- [Extracted text]

■ ■ ■ ■ ■

No doubt an issue with tapatalk. FYI the information was not "covered" by the jpg. I too thought that might be the case, so before responding I did a "Reply" on your post which allowed me to see all of the text present in the original message. There was no non-visible text present, so I guess tapatalk removed what you had typed.
 
It only goes to show that there must be a discrepancy somewhere, no?

You were probably running an older firmware, and Asus only removed the settings with a later release. I checked with the latest release (7743, on which my 380.68 release is based on), and there was no beamforming options.
 
I give up, we've exhausted the subject. Lets just put a period in this whole thing. I've figured out what I need to know. Thanks everyone

Sent from my SM-T580 using Tapatalk
Any inquiries should be addressed to Asus...they removed the options in stock firmware.
 
snip...

Personally, I recommend disabling implicit/Universal Beamforming (for compatibility reasons), and keeping Explicit enabled on the 5 GHz band only.

Just checking; does this advice still apply with the latest Merlin FW please? i.e.

Whilst the Default = Enabled (Both 2.4GHz and 5GHz)

@RMerlin recommends =>
  • 5GHZ AC = On, Universal=Off
  • 2.4GHZ Explicit and Universal=Off
I believe that 802.11ac beamforming is the same thing as Explicit Beamforming.

If this is the case I am a wee bit confused as to why the 2.4GHZ setting still has "Explicit"; if this is really the same as 802.11ac; why wouldn't you use the same nomenclature as the 5GHz band?

k.

■ ■ ■ ■ ■

- [Material supplied]
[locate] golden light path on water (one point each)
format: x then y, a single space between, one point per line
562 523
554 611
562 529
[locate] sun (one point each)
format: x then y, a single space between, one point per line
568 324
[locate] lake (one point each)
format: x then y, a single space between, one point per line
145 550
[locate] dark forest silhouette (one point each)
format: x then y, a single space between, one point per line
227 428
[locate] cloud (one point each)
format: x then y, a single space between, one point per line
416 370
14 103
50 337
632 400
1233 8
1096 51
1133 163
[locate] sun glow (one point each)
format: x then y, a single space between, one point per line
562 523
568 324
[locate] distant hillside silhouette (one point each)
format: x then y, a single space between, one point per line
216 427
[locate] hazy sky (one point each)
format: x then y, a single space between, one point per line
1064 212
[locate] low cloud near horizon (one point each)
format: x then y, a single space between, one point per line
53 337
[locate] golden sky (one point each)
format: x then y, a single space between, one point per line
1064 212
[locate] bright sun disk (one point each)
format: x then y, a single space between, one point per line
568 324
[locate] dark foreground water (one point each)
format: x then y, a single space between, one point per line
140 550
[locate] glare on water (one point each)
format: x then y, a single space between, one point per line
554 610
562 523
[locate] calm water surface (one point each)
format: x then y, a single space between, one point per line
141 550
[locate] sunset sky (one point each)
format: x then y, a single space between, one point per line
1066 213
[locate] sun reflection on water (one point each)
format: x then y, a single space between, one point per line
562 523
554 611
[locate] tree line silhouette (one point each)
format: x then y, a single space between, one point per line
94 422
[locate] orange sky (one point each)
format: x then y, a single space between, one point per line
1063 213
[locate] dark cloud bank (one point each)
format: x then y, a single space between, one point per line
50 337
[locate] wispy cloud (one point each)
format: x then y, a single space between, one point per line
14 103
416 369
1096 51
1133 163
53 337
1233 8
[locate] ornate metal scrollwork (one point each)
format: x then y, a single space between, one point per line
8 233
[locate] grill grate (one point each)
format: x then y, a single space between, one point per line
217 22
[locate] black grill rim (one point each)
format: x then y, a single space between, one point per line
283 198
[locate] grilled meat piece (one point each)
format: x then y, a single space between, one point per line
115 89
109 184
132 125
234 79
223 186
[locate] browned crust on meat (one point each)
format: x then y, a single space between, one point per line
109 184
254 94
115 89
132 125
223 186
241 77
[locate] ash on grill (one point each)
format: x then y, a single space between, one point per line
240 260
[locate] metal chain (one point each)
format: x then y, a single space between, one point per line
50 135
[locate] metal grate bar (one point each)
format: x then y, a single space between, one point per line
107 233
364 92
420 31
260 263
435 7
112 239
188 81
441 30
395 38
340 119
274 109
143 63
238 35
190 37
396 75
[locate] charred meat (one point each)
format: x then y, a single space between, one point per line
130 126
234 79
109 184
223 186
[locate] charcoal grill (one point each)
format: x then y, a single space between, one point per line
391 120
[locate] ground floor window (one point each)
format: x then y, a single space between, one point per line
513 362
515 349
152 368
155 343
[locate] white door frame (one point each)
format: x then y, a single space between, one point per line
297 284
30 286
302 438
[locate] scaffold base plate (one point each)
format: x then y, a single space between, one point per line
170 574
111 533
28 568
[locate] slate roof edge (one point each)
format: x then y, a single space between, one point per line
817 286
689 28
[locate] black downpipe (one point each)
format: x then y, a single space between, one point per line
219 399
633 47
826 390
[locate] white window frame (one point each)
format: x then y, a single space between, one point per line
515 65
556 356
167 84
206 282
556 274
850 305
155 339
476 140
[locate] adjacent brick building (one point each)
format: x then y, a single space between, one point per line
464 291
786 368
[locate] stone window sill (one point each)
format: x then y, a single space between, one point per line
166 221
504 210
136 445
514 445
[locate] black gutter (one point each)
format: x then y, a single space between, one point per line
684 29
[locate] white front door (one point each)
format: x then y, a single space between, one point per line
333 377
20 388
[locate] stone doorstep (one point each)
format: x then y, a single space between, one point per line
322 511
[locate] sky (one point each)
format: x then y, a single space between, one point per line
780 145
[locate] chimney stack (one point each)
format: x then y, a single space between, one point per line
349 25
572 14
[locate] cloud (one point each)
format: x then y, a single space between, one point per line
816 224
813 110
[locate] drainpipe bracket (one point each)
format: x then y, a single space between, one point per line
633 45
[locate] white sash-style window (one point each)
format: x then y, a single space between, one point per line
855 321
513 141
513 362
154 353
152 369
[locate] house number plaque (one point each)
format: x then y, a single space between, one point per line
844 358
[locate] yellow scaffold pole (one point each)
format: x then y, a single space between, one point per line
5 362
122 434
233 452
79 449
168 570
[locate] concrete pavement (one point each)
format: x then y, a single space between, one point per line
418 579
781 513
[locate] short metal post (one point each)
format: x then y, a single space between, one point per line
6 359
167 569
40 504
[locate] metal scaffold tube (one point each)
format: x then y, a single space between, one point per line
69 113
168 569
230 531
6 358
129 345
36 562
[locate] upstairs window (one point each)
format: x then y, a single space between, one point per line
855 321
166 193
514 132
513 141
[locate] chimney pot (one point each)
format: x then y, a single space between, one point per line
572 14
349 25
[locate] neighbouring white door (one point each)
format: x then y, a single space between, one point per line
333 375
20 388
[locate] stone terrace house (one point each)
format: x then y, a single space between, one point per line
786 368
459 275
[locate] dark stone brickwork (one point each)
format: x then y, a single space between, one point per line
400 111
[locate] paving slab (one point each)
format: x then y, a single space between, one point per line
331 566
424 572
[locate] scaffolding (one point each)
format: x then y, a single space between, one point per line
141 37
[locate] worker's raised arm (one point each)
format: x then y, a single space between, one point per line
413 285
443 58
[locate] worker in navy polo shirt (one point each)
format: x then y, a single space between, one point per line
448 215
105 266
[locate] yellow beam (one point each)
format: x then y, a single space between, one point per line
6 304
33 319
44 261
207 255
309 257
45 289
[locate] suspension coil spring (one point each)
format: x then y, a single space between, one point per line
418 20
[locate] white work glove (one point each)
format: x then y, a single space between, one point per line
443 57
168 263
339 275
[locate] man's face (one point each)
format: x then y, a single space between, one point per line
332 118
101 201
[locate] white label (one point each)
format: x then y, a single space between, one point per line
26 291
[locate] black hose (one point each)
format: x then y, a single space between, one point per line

■ ■ ■ ■ ■

- [Short problem A]
In the forum thread on beamforming, which firmware release is the 380.68 release based on?
- [Short problem B]
Repeat the part of the forum thread on beamforming starting with "It only goes" and going on through "no beamforming options.".
- [Short problem C]
Pick up the forum thread on beamforming after its last line and continue it.

- [Task response A]
Release 7743.

- [Task response B]
It only goes to show that there must be a discrepancy somewhere, no?

You were probably running an older firmware, and Asus only removed the settings with a later release. I checked with the latest release (7743, on which my 380.68 release is based on), and there was no beamforming options.

- [Task response C]
I'm not sure why they use different terminology but I am fairly certain that the only official beamforming standard is the 802.11ac beamforming. The others are not a standard and thus may cause incompatibilities with some clients. You can always leave them all on and if all your devices function ok then you're good. If not, try disabling them.
 
Just checking; does this advice still apply with the latest Merlin FW please? i.e.

Whilst the Default = Enabled (Both 2.4GHz and 5GHz)

@RMerlin recommends =>
  • 5GHZ AC = On, Universal=Off
  • 2.4GHZ Explicit and Universal=Off


If this is the case I am a wee bit confused as to why the 2.4GHZ setting still has "Explicit"; if this is really the same as 802.11ac; why wouldn't you use the same nomenclature as the 5GHz band?

k.
2.4G clients usually much older with cheaper hardware and make more troubles with beamforming than newer 5G clients. And most of them wont even support beamforming, so you can only make it worse with non supported features.
Its that simple - just an assumption to get a config which is best for most cases per default.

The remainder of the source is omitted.